* _CHALLENGE_: Please quote the material exactly, every line of it.

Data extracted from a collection
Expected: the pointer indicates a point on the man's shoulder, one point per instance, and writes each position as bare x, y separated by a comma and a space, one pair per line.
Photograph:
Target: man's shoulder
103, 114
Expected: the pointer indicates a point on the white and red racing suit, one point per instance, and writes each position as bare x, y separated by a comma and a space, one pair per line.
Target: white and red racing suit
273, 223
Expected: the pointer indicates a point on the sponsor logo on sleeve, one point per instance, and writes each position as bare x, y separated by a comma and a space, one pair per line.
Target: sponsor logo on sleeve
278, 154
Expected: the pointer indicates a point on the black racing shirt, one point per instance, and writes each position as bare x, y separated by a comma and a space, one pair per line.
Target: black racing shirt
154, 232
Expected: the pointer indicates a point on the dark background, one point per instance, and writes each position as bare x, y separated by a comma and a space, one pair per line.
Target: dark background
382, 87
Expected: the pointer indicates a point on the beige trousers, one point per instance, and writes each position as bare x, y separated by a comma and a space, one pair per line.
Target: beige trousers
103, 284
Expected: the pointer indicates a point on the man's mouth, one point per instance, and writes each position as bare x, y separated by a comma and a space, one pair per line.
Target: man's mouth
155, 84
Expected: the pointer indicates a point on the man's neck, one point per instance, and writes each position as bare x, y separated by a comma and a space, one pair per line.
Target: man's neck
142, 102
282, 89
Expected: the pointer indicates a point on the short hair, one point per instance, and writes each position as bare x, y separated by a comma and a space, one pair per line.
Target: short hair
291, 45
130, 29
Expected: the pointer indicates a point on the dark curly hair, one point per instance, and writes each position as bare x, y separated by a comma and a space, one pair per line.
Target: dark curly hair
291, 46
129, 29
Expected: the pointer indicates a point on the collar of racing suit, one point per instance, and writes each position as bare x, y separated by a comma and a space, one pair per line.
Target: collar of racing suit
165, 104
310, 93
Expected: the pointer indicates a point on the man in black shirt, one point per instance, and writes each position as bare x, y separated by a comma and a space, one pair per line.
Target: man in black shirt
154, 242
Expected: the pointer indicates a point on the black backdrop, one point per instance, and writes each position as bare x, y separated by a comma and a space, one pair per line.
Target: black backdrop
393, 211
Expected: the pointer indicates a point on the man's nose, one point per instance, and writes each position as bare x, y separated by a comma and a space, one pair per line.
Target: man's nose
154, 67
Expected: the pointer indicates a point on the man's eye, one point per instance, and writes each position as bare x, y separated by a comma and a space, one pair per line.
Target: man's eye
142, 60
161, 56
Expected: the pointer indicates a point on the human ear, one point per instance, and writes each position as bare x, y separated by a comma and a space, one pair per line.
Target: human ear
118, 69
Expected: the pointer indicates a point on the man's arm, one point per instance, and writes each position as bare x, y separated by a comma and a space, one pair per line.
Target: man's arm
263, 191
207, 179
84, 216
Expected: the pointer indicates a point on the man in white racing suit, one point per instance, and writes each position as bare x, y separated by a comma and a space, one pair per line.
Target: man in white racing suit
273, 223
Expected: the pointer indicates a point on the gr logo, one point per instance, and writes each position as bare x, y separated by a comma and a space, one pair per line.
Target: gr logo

* _SOLVED EXERCISE_:
Expected: the pointer indicates a point on the man's shoulder, one point per instance, and writes each position as bare x, y separated by a comma and a space, one pair per line.
Photograph:
Target: man's shoulder
103, 114
Expected: the pointer indicates a point on the white and red racing suit, one point per instance, and writes each position as bare x, y separated by a comma and a space, one pair per line.
Target: white and red racing suit
273, 223
Expected: the pointer indicates a point on the sponsor logo on sleeve, one point per instance, and writes each position as bare x, y separated by a comma and a space, one pair per line.
Target: sponsor logo on sleeve
278, 154
Expected: the pointer indicates a point on the black racing shirt, one point per instance, and writes each position as bare x, y separated by a comma and a space, one pair per line.
Target: black racing shirt
154, 232
Expected: the pointer indicates a point on the dark background, one point per instance, and writes each position as bare x, y separated by a comma and a space, one pair per line.
Target: dark background
382, 87
Expected: the pointer indicates a point on the beige trousers, one point per instance, and writes each position as bare x, y separated by a comma and a space, one pair per line.
Target: beige trousers
103, 284
Expected: the pointer indicates a point on the man's mouth, one point per instance, and writes each position as bare x, y separated by a comma and a space, one pair per line.
Target: man's mouth
155, 84
Expected: the pointer indicates a point on the man's neck, one point per instance, and writes each position as bare x, y separated by a comma and a space, one pair per line.
Target: man's neck
142, 102
282, 89
Expected: the pointer indicates a point on the short hair, one point per instance, and writes each position as bare x, y separated by a comma and a space, one pair per line.
Target: short hair
291, 45
130, 29
Expected: the pointer indicates a point on the dark curly hair, one point per instance, and writes each position as bare x, y separated by a comma and a space, one pair per line.
Target: dark curly hair
291, 46
129, 29
Expected: the pointer indicates a point on the collar of racing suit, one point per instance, and writes each position as bare x, y separated by a comma and a space, one pair per line.
Target: collar of racing suit
165, 104
310, 93
Expected: the pointer indicates a point on the man in black shirt, one point per instance, and writes each position as bare x, y separated by a comma and a space, one pair per line.
Target: man in black shirt
154, 242
Expected: the pointer indicates a point on the black backdrop, one point per instance, and writes each position as bare x, y separated by a comma and a space, one pair per line.
Target: black backdrop
393, 211
Expected: the pointer indicates a point on the man's nose, one point per instance, and writes each position as bare x, y separated by a comma and a space, one pair per line.
Target: man's nose
154, 67
Expected: the pointer indicates a point on the man's eye, one point per instance, and writes each position as bare x, y separated by a comma and a space, one pair per line.
Target: man's eye
142, 60
161, 56
Expected: the pointer indicates a point on the human ear, one point per instance, and writes each position as bare x, y separated by a comma and a space, one pair per line.
Target: human ear
118, 69
Expected: the pointer indicates a point on the man's arm, one point per instance, and writes each position as bare x, y separated by a comma and a space, one pair per line.
Target: man's arm
263, 191
207, 179
84, 216
Expected: the pointer indicates a point on the man in white racing suit, one point per instance, and writes each position as bare x, y separated by a comma and a space, one pair per line.
Target: man in white racing suit
273, 223
Expected: the pointer indicates a point on the gr logo, one point per instance, and writes each position as bare x, y separated by a comma and a space, one pair per line.
Target: gr logo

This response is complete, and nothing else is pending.